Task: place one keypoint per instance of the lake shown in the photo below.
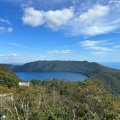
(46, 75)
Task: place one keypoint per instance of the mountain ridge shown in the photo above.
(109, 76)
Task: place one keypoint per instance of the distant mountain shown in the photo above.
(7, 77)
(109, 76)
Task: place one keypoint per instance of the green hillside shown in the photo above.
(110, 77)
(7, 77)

-=-=-

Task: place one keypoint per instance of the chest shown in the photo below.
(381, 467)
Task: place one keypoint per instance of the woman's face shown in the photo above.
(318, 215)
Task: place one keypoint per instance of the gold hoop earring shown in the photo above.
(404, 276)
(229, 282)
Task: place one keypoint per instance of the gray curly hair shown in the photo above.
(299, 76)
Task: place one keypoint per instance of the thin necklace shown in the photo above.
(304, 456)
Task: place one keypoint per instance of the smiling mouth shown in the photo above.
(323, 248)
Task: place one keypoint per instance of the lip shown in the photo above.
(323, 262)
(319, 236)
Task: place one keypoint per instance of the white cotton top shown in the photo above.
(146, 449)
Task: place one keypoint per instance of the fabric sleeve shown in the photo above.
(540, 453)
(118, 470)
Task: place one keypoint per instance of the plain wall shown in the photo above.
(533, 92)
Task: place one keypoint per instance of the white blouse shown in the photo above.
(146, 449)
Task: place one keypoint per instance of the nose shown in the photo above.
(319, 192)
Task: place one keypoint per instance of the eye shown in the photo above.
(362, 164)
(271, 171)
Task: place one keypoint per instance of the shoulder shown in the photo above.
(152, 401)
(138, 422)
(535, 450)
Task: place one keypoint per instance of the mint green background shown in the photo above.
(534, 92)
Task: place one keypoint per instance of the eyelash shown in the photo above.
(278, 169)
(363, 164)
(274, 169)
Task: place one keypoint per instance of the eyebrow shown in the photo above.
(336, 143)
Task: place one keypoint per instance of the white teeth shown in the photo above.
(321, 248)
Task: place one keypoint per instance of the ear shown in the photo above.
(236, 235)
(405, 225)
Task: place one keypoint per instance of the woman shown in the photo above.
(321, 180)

-=-=-

Exercise details
List each line of the rows above in which the word "mountain" appears, copying the lines in full.

Expected answer
Task: place one keypoint per instance of the mountain ridge shown in the photo above.
Task: place one keypoint per instance of the distant mountain shown in the photo above.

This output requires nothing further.